STATED TASK | Print the stretch of the Schedule 13G filing from "The information required" through "the Notes)." word for word.

DOCUMENT EXTRACT |
<PAGE> 1
SECURITIES AND EXCHANGE COMMISSION
Washington, D.C. 20549
SCHEDULE 13G
Information Statement Pursuant to Rules 13d-1 and 13d-2
Under the Securities Exchange Act of 1934
(Amendment No. 2)*
MEMBERWORKS INCORPORATED
- --------------------------------------------------------------------------------
(Name of Issuer)
Common Stock, par value $.01 per share
- --------------------------------------------------------------------------------
(Title of Class of Securities)
586002 10 7
- --------------------------------------------------------------------------------
(CUSIP Number)
* The remainder of this cover page shall be filled out for a reporting
person's initial filing on this form with respect to the subject class of
securities, and for any subsequent amendment containing information which would
alter disclosures provided in a prior cover page.
The information required on the remainder of this cover page shall not
be deemed to be "filed" for purposes of Section 18 of the Securities Exchange
Act of 1934 ("Act") or otherwise subject to the liabilities of that section of
the Act but shall be subject to all other provisions of the Act (however, see
the Notes).
<PAGE> 2
Item 1(a). Name of Issuer:
Memberworks Incorporated
Item 1(b). Address of Issuer's Principal Executive Offices:
680 Washington Blvd., Suite 1100, Stamford, Connecticut 06901
Item 2(a). Name of Person Filing:
Thomas St. Denis
Item 2(b). Address of Principal Business Office or, if None,
Residence:
10 Michael's Way, Weston, Connecticut 06883
Item 2(c). Citizenship:
United States of America
Item 2(d). Title of Class of Securities:
Common Stock, par value $.01 per share
Item 2(e). CUSIP Number:
586002 10 7
Item 3. If this statement is filed pursuant to Rules 13d-1(b), or 13d-2(b),
check whether the person filing is a:
(a) [ ] Broker or dealer registered under Section 15 of the Act,
(b) [ ] Bank as defined in Section 3(a)(6) of the Act,
(c) [ ] Insurance Company as defined in Section 3(a)(19) of the Act,
(d) [ ] Investment Company registered under Section 8 of the
Investment Company Act,
(e) [ ] Investment Adviser registered under Section 203 of the
Investment Advisers Act of 1940,
(f) [ ] Employee Benefit Plan, Pension Fund which is subject to the
provisions of the Employee Retirement Income Security Act of
1974 or Endowment Fund; see 13d-1(b)(1)(ii)(F),
<PAGE> 3
(g) [ ] Parent Holding Company, in accordance with Rule
13d-1(b)(ii)(G); see Item 7,
(h) [ ] Group, in accordance with Rule 13d-1(b)(1)(ii)(H).

PROVIDED INFORMATION |

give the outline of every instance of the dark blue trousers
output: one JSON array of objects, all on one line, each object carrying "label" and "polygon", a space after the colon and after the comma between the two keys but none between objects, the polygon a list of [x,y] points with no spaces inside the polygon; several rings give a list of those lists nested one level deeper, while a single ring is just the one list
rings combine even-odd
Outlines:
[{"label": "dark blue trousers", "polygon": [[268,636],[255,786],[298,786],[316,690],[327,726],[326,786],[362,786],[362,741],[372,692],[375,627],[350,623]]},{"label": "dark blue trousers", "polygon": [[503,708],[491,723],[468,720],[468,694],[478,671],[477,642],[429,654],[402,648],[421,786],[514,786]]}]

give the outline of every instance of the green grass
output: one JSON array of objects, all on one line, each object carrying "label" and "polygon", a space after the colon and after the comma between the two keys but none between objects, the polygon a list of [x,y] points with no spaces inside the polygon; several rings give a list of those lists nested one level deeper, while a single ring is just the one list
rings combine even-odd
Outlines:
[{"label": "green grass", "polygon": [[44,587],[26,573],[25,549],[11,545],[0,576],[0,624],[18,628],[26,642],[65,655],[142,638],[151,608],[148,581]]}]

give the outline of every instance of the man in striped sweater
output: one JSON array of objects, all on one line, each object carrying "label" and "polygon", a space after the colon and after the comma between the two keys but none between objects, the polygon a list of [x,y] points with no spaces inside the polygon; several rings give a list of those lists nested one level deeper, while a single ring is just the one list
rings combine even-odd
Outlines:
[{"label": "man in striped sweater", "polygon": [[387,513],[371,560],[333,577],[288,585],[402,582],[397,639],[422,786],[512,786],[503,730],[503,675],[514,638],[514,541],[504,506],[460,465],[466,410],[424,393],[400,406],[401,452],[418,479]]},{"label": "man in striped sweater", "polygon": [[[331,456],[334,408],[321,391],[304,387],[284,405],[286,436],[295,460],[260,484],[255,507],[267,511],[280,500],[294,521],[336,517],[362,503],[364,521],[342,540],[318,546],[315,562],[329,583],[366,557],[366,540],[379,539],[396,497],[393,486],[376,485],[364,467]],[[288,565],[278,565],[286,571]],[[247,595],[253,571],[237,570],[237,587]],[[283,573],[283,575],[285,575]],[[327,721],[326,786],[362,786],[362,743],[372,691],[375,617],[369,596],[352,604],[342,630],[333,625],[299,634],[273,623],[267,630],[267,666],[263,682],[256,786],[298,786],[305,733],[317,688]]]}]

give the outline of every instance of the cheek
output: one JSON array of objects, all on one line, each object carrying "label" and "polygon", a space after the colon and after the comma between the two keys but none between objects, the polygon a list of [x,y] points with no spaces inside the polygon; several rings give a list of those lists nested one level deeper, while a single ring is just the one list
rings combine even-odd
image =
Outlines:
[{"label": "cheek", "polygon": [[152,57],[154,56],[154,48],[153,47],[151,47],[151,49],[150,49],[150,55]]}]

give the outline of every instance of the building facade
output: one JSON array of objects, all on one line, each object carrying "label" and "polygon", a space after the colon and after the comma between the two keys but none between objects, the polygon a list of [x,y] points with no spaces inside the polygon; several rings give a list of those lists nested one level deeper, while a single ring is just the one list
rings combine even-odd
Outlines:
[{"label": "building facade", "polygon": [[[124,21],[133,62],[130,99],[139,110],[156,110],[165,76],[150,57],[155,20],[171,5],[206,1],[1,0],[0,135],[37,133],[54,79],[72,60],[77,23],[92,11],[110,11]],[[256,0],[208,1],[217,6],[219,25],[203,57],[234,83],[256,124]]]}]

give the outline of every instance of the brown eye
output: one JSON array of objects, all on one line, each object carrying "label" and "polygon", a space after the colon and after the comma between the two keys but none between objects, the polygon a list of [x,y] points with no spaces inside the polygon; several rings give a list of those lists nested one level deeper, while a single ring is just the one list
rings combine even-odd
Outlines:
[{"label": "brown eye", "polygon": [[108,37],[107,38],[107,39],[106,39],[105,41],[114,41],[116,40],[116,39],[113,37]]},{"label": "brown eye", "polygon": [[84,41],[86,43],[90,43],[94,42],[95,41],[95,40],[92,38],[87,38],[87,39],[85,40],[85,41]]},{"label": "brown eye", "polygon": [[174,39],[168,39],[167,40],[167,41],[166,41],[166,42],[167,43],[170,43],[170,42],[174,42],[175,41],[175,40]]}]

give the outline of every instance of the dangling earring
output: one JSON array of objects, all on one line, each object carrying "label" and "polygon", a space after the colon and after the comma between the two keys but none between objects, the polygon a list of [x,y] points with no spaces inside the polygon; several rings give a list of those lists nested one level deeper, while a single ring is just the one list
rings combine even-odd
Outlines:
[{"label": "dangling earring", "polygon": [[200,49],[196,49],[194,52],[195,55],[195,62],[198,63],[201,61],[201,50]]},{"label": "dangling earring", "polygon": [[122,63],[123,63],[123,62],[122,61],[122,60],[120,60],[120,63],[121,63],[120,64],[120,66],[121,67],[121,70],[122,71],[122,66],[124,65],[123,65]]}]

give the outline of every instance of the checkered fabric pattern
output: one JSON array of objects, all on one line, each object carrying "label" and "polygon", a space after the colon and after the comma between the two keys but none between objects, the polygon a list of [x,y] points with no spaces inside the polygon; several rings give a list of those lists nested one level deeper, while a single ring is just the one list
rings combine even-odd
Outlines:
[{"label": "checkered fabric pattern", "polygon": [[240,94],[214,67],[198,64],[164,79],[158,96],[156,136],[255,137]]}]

OUTPUT BELOW |
The information required on the remainder of this cover page shall not
be deemed to be "filed" for purposes of Section 18 of the Securities Exchange
Act of 1934 ("Act") or otherwise subject to the liabilities of that section of
the Act but shall be subject to all other provisions of the Act (however, see
the Notes).